▶ Work request
The output should match the data below line for line.

▶ Record excerpts
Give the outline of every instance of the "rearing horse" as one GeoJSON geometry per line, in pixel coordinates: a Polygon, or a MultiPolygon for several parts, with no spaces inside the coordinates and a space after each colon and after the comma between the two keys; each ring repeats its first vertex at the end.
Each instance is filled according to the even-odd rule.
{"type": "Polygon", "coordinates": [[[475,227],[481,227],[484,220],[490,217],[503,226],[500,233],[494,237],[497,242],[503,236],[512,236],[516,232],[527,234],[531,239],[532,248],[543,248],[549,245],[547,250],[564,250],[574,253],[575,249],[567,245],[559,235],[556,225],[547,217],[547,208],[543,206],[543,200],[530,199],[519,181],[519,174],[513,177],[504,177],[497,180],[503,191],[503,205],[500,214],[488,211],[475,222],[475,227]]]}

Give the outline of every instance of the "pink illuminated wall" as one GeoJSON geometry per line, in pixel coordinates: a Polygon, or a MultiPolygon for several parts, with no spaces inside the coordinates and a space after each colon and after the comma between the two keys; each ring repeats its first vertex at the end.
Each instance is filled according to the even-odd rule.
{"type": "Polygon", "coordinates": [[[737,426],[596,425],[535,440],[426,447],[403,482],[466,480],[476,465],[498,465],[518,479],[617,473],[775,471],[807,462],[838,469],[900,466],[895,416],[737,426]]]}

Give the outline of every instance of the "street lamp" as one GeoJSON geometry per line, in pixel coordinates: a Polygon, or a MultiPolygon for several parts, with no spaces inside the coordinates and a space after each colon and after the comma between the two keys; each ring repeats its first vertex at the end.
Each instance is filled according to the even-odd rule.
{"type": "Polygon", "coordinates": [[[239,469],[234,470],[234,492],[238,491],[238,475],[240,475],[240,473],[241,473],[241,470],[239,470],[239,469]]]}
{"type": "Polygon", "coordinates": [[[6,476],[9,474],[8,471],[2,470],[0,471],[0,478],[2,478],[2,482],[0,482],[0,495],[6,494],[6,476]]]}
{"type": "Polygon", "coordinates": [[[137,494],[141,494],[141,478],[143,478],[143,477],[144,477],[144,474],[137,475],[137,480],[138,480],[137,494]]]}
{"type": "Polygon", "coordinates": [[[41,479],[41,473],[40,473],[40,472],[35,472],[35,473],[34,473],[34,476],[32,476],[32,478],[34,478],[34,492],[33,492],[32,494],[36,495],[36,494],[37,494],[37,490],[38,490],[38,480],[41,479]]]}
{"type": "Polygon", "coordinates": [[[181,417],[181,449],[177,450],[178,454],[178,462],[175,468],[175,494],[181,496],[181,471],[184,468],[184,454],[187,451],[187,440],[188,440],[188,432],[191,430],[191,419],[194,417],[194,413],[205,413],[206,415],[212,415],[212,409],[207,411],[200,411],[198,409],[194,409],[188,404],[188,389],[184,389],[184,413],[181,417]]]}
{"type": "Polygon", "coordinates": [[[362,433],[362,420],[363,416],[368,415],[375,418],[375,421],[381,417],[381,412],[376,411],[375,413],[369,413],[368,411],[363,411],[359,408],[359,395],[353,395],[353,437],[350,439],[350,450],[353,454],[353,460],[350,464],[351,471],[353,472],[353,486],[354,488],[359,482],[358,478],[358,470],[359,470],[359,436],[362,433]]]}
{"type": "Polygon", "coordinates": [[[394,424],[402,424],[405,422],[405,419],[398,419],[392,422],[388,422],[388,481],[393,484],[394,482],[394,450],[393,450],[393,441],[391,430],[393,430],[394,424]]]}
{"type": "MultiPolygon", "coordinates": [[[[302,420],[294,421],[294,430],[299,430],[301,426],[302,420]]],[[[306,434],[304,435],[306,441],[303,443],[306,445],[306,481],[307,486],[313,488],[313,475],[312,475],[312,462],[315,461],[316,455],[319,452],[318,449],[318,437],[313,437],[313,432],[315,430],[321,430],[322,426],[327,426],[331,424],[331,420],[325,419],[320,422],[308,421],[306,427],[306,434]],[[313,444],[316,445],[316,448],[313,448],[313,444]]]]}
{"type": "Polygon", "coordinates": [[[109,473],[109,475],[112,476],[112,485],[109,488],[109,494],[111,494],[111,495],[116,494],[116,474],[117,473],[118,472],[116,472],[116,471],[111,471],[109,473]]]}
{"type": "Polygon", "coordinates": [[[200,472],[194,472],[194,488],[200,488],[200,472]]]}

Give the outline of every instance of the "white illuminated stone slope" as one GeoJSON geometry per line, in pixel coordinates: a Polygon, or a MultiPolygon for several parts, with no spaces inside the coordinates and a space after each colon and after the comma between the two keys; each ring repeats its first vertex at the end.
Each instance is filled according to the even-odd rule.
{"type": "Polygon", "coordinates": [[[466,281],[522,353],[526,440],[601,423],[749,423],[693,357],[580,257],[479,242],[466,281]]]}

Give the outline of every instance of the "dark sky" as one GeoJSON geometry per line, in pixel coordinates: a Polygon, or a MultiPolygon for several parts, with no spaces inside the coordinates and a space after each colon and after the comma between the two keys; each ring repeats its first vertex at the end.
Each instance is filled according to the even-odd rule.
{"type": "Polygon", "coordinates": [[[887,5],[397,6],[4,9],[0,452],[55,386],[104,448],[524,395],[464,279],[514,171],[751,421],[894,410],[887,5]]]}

▶ Response for this exercise
Give the outline of every instance of the "rearing horse" as one GeoJSON geometry per line, in pixel coordinates: a Polygon, or a MultiPolygon for several parts, with no spaces inside the coordinates and a space after each colon and after the comma between the two keys; each ring repeats its first vertex at the end.
Each instance is filled according to the even-odd rule.
{"type": "Polygon", "coordinates": [[[475,227],[481,227],[484,220],[490,217],[503,226],[500,233],[494,237],[497,242],[503,236],[512,236],[516,232],[527,234],[531,239],[532,248],[543,248],[549,245],[547,250],[564,250],[574,253],[575,249],[567,245],[559,235],[556,225],[547,217],[547,208],[543,206],[543,200],[530,199],[519,181],[519,174],[513,177],[504,177],[497,180],[503,191],[503,205],[500,214],[488,211],[475,222],[475,227]]]}

Give the outline of every instance of the "pink illuminated wall" as one GeoJSON geometry per line, in pixel coordinates: a Polygon, or a MultiPolygon for several parts, with no spaces inside the coordinates and a space after each colon and after the comma between the two keys; each ring repeats its first vertex at the end.
Each instance is filled according to the even-odd rule.
{"type": "Polygon", "coordinates": [[[737,426],[596,425],[535,440],[426,447],[403,482],[466,480],[476,465],[498,465],[518,479],[617,473],[775,471],[807,462],[838,469],[900,466],[895,416],[737,426]]]}

Give the outline of every instance of the "street lamp" as one GeoJSON geometry per line, in pixel coordinates: a Polygon, or a MultiPolygon for several parts, with no spaces inside the coordinates and a space after each colon and after the comma between the two keys; each ring repeats its first vertex at the end.
Each instance is filled according to the even-odd rule.
{"type": "Polygon", "coordinates": [[[239,469],[234,470],[234,492],[238,491],[238,475],[240,475],[240,473],[241,473],[241,470],[239,470],[239,469]]]}
{"type": "Polygon", "coordinates": [[[6,476],[9,474],[8,471],[2,470],[0,471],[0,478],[2,478],[2,482],[0,482],[0,495],[6,494],[6,476]]]}
{"type": "Polygon", "coordinates": [[[137,494],[141,494],[141,478],[143,478],[143,477],[144,477],[144,474],[137,475],[137,480],[138,480],[137,494]]]}
{"type": "Polygon", "coordinates": [[[41,479],[41,473],[40,473],[40,472],[35,472],[35,473],[34,473],[34,476],[32,476],[32,478],[34,478],[34,492],[33,492],[32,494],[36,495],[36,494],[37,494],[37,490],[38,490],[38,480],[41,479]]]}
{"type": "Polygon", "coordinates": [[[181,417],[181,449],[177,450],[178,454],[178,462],[175,468],[175,494],[181,496],[181,471],[184,468],[184,454],[187,451],[187,440],[188,440],[188,432],[191,430],[191,419],[194,417],[194,413],[205,413],[206,415],[212,415],[212,409],[207,411],[200,411],[198,409],[194,409],[188,404],[188,389],[184,389],[184,413],[181,417]]]}
{"type": "Polygon", "coordinates": [[[362,433],[362,420],[363,416],[368,415],[375,418],[375,421],[381,417],[381,412],[376,411],[375,413],[369,413],[368,411],[363,411],[359,408],[359,395],[353,395],[353,437],[350,439],[350,450],[353,454],[353,460],[350,464],[351,471],[353,472],[353,486],[354,488],[359,482],[358,478],[358,470],[359,470],[359,436],[362,433]]]}
{"type": "Polygon", "coordinates": [[[394,424],[402,424],[405,422],[405,419],[398,419],[392,422],[388,422],[388,481],[393,484],[394,482],[394,450],[393,450],[393,441],[391,430],[393,430],[394,424]]]}
{"type": "MultiPolygon", "coordinates": [[[[302,420],[294,421],[294,430],[299,430],[301,426],[302,420]]],[[[306,434],[304,435],[306,441],[303,443],[306,445],[306,481],[307,486],[313,488],[313,475],[312,475],[312,462],[315,461],[316,455],[319,452],[318,449],[318,437],[313,437],[313,432],[315,430],[321,430],[322,426],[327,426],[331,424],[331,420],[325,419],[320,422],[308,421],[306,427],[306,434]],[[313,444],[316,445],[316,448],[313,448],[313,444]]]]}
{"type": "Polygon", "coordinates": [[[109,473],[109,475],[112,476],[112,485],[109,488],[109,494],[111,494],[111,495],[116,494],[116,474],[117,473],[118,472],[116,472],[116,471],[111,471],[109,473]]]}
{"type": "Polygon", "coordinates": [[[200,472],[194,472],[194,488],[200,488],[200,472]]]}

Give the outline of every instance of the "white illuminated stone slope" as one GeoJSON geometry per line, in pixel coordinates: a Polygon, or a MultiPolygon for several parts, with no spaces inside the coordinates and a space after each colon and after the comma between the two keys; each ring repeats its first vertex at the end.
Each instance is filled according to the even-odd rule.
{"type": "Polygon", "coordinates": [[[466,281],[522,353],[526,440],[601,423],[749,423],[693,357],[580,257],[479,242],[466,281]]]}

Give the outline of every instance of the "dark sky" as one GeoJSON geometry per line, in pixel coordinates: a Polygon, or a MultiPolygon for several parts, with no spaces inside the coordinates and a space after each colon and after the comma between the two keys; each ring repeats its first vertex at the end.
Each instance is filled according to the even-odd rule.
{"type": "Polygon", "coordinates": [[[887,5],[397,6],[4,9],[0,452],[55,386],[104,448],[524,395],[464,279],[514,171],[751,421],[894,410],[887,5]]]}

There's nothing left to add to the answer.